---------- Available data

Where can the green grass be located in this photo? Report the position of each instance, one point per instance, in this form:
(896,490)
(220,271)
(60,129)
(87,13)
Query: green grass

--------------------

→ What is being asked
From the listing above, copy every line that includes the word "green".

→ Written answer
Where can the green grass be located in this photo? Report the position of each instance, one point per instance, in this form:
Query: green grass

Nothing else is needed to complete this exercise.